■ **Input**:
╔══
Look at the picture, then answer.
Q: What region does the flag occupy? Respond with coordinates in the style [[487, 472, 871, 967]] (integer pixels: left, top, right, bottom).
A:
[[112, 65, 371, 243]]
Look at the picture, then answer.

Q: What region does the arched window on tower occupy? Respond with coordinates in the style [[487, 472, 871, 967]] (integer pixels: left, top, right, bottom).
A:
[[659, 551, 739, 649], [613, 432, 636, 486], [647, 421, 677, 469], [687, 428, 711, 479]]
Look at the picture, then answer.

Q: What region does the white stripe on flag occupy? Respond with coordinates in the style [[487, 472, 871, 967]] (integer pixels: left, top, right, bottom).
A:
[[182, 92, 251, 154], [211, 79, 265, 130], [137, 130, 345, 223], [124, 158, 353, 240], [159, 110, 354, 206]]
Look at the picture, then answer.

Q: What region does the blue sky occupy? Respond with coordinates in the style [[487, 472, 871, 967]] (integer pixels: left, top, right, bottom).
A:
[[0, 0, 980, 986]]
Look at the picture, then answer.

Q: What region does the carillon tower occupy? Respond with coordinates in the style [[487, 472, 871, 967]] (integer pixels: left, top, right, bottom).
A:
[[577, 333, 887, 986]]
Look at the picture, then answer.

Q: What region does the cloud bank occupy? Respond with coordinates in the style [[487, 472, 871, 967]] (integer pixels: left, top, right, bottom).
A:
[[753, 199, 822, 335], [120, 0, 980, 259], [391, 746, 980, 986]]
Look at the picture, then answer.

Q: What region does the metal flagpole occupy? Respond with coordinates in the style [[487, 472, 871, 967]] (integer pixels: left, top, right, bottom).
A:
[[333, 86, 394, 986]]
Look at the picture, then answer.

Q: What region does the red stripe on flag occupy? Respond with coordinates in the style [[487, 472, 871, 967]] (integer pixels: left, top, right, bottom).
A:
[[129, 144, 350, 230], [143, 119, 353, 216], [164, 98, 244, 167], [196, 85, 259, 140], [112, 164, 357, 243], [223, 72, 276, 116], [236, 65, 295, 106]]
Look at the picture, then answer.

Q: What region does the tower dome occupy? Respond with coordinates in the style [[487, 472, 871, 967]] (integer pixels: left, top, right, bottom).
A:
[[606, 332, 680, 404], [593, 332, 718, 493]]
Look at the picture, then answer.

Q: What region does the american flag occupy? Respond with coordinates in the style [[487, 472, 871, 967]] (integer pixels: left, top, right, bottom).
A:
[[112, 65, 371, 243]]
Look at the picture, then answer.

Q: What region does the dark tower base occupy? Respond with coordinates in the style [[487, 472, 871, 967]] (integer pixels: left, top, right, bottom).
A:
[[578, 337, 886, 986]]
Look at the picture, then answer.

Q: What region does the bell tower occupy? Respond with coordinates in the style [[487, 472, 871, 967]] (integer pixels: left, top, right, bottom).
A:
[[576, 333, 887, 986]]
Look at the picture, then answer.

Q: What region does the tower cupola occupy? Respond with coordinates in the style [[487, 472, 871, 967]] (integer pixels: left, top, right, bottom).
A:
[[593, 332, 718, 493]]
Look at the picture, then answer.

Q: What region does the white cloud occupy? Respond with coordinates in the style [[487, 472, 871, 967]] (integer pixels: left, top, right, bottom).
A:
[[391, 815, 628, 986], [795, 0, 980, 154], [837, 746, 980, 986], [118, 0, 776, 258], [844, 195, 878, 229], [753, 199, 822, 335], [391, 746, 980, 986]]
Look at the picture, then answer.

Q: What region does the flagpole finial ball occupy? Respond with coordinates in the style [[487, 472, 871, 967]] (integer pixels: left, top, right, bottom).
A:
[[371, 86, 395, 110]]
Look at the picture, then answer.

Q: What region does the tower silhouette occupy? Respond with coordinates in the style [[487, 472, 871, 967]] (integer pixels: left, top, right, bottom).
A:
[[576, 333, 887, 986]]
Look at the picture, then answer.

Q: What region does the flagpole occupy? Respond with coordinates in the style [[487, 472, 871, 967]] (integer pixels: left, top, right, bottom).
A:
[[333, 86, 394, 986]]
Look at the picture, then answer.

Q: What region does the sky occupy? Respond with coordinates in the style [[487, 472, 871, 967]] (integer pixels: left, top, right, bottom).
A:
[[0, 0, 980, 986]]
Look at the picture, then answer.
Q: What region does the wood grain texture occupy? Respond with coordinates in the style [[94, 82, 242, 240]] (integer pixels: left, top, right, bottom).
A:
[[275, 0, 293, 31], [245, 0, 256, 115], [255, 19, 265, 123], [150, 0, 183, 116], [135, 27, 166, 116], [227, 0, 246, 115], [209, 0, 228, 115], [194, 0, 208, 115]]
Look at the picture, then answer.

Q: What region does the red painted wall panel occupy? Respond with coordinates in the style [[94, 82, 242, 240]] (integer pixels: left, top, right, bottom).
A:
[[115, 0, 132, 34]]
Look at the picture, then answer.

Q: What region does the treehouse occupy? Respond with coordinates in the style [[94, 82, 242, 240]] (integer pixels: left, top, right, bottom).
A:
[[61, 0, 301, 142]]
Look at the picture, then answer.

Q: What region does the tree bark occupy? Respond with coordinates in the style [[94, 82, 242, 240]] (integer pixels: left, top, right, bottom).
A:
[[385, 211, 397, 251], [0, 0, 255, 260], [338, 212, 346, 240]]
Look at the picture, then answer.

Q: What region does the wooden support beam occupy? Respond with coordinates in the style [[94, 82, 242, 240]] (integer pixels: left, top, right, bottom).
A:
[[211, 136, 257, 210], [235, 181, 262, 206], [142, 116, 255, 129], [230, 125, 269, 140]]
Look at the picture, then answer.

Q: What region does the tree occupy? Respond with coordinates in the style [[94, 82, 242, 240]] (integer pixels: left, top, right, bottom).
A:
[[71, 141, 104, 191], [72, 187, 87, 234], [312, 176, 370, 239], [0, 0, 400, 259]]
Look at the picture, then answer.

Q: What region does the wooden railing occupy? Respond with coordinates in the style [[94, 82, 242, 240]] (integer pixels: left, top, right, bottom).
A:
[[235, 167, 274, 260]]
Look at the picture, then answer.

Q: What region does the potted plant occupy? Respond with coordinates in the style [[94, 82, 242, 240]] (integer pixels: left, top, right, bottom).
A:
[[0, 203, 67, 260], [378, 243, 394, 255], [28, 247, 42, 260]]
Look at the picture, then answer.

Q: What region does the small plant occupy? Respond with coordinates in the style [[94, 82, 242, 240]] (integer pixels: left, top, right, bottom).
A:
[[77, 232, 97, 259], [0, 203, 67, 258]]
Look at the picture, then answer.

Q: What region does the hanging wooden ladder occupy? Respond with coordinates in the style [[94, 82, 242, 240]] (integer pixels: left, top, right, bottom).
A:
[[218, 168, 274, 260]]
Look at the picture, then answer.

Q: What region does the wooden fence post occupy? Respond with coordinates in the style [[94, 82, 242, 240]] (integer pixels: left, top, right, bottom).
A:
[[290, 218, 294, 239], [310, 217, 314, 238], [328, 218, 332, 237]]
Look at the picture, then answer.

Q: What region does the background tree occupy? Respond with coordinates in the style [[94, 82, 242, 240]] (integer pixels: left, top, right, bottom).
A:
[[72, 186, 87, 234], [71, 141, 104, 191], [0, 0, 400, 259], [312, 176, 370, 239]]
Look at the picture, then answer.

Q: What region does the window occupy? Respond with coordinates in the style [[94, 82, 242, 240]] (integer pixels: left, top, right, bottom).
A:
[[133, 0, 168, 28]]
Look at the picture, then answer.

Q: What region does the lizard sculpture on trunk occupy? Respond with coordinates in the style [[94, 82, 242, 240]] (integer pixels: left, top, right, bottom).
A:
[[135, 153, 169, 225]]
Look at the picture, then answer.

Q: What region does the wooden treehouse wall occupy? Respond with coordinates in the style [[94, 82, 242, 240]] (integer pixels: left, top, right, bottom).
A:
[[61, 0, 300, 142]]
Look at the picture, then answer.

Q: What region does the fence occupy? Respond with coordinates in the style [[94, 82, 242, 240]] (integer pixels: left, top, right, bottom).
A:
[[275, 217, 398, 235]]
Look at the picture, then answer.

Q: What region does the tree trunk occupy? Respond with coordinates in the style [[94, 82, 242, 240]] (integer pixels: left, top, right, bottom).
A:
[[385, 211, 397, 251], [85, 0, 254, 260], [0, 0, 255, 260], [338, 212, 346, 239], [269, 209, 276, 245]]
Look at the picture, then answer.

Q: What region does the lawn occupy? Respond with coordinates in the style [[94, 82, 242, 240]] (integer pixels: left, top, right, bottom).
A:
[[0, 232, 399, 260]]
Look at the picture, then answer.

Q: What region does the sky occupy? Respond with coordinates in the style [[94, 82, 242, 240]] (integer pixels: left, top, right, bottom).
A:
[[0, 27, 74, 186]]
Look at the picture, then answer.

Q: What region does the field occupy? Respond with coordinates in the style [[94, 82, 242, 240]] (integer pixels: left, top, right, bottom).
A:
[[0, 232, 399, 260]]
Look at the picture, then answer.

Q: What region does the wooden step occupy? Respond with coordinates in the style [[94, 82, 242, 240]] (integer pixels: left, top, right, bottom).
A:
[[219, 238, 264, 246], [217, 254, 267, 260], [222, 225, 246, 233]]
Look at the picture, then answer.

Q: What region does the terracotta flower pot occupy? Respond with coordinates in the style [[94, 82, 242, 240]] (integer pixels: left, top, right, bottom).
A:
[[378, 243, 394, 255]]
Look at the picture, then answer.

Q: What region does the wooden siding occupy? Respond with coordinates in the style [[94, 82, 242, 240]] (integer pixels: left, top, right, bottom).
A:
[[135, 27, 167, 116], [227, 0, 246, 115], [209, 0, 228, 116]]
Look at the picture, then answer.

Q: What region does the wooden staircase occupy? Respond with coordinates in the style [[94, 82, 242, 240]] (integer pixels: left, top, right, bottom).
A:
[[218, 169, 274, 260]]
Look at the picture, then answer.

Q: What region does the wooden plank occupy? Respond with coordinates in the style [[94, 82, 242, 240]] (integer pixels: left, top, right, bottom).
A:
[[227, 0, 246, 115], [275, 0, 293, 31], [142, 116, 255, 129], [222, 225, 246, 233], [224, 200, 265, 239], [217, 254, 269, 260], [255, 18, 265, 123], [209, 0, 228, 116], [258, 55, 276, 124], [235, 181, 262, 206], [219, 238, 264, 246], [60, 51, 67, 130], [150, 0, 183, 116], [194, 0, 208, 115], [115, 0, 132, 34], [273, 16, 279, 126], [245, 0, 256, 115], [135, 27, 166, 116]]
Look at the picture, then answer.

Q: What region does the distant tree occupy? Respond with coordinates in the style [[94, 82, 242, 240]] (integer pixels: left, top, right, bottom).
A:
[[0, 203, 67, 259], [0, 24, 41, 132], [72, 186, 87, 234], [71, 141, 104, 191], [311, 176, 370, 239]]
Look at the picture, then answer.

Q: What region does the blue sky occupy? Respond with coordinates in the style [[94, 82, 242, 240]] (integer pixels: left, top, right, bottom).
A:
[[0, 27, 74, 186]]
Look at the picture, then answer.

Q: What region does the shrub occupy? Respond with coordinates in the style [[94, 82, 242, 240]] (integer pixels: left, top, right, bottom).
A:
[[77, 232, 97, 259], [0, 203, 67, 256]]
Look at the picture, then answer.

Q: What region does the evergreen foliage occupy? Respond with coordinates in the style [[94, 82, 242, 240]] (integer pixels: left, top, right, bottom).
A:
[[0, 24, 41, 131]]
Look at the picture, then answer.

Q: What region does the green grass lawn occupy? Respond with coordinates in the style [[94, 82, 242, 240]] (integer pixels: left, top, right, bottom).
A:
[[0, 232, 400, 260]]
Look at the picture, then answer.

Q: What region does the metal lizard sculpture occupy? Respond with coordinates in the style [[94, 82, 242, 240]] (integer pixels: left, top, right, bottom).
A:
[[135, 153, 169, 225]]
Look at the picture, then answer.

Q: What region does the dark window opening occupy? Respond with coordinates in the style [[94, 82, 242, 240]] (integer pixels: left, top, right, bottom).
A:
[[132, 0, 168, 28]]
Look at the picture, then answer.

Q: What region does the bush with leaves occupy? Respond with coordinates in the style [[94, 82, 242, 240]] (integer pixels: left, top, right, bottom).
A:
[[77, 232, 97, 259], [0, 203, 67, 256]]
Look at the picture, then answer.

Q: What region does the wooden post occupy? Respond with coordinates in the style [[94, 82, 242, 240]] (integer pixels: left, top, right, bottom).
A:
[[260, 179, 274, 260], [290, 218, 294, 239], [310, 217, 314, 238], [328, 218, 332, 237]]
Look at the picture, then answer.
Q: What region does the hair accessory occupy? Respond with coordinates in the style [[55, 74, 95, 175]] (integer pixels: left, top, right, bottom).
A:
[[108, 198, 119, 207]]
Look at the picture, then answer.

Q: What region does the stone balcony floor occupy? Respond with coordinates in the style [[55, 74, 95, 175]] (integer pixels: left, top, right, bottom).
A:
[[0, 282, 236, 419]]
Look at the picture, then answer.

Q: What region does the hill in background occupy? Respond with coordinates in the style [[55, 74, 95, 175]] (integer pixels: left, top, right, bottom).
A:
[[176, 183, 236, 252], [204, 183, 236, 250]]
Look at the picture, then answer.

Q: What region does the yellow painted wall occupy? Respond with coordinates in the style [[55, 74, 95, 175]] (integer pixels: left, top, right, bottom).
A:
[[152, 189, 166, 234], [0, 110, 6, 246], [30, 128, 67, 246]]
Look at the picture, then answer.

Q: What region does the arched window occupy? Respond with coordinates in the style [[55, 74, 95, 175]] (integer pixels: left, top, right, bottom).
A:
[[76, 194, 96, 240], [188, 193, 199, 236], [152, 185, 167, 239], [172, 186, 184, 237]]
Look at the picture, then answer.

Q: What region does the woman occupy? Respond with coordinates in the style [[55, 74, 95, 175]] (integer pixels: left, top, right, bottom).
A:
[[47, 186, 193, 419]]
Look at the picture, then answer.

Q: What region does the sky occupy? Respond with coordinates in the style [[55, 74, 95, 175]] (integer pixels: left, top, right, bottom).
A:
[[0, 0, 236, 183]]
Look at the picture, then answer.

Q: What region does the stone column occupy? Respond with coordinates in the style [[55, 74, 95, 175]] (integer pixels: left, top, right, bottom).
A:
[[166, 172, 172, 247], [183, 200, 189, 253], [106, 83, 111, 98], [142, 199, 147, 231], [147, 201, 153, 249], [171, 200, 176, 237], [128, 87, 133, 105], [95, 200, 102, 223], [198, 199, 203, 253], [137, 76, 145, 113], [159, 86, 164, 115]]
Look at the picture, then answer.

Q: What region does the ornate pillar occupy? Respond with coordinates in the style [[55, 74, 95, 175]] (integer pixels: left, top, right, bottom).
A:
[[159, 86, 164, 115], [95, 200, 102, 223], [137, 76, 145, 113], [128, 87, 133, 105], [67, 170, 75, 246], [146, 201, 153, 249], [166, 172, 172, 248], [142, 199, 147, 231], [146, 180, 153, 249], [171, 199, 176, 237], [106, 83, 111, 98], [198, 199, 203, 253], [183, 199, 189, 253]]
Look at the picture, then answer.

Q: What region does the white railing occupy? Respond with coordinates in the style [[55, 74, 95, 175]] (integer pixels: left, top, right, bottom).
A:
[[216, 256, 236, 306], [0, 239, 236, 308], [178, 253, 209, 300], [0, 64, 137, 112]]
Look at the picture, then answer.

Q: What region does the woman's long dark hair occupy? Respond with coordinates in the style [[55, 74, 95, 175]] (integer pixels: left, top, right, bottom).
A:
╚══
■ **Exercise objective**: Pick out every line of the listing above that contains the string "stripe", matching case exactly, and copy each one.

■ **Task result**:
Q: What region does the white stripe on flag occupy? Respond with coordinates in the style [[487, 472, 871, 967]] (integer pixels: left, top, right, bottom).
Q: What region does the red stripe on flag occupy? Respond with coordinates in the style [[487, 472, 871, 967]] (integer pixels: left, top, right, bottom).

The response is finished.